GIVEN DATA:
__________________________________________________

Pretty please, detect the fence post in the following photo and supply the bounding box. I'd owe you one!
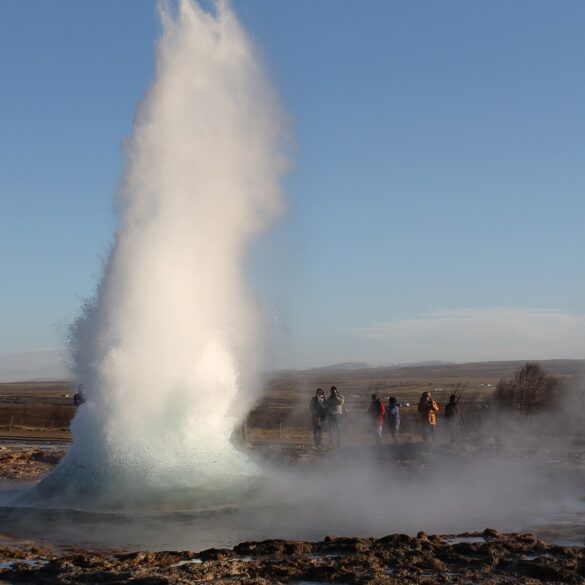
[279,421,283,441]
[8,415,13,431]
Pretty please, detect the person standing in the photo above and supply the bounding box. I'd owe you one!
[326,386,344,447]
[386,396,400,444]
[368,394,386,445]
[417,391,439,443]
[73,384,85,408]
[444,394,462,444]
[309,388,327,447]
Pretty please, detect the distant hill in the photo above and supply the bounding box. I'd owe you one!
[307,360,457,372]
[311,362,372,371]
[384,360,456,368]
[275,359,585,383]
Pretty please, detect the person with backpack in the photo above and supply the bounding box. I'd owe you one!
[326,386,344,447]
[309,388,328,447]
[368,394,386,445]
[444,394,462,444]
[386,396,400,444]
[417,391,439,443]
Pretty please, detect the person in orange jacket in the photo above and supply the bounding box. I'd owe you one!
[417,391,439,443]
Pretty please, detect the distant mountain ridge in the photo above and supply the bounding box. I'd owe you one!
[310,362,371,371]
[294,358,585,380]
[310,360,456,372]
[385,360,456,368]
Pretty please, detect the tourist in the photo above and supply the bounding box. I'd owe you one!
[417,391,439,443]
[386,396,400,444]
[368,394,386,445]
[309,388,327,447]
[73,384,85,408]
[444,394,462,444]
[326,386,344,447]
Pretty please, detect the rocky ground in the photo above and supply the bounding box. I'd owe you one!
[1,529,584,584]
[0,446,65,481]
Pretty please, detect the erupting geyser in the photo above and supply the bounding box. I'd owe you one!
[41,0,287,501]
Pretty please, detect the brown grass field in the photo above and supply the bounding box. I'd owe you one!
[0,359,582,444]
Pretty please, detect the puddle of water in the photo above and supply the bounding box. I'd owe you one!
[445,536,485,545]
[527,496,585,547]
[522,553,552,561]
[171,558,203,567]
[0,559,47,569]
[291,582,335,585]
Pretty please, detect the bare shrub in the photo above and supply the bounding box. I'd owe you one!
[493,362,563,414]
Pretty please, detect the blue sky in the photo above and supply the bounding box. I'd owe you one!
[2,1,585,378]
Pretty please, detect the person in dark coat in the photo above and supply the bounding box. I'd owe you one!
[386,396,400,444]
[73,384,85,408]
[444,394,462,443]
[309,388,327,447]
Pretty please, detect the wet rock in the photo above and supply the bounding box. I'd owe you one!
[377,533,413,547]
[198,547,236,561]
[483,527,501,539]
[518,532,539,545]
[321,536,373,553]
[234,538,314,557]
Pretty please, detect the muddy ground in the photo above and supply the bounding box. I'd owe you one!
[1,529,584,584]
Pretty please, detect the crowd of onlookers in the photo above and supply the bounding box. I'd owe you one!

__________________________________________________

EXERCISE GOAL: Exactly the lines from the one containing "Pretty please, detect the erupting" through the final line of the records above are needed, copied word for word.

TASK RESPONSE:
Pretty please, detect the erupting geyser in the photo above and supply the bounding box. I'd owe you one!
[41,0,287,501]
Pretty please, detect the brown grass field in the photo above and supply the bounding box. I'd owe you one!
[0,359,582,444]
Pretty please, detect the puddle of water in the photo above and supply the bounding box. I'd owe you one!
[445,536,485,545]
[527,496,585,547]
[522,553,552,561]
[171,558,203,567]
[0,559,47,569]
[291,582,335,585]
Pretty please, detect the bare shrub in the photo above and supply the bounding box. I'd owe you one!
[493,362,563,414]
Pretty please, detect the blue sky in the photo above and supply the bounding box. I'd owe you one!
[2,1,585,378]
Pretty please, detect the person in dark coat in the photo above and supply the bounding box. I'd owe you one!
[386,396,400,444]
[73,384,85,408]
[444,394,462,443]
[309,388,327,447]
Pretty please, detect the wet rock in the photo above and supply the bounding box. I'd owe you one!
[377,533,413,547]
[198,547,236,561]
[483,527,501,539]
[518,532,539,545]
[321,536,373,553]
[234,538,314,557]
Pretty please, detect the muddy ground in the photo above and supply the bounding box. I'd owe you one!
[1,529,584,584]
Pretty please, detect the crowd of onlookers in the photo above and supply the bounding box. I'd owe you one!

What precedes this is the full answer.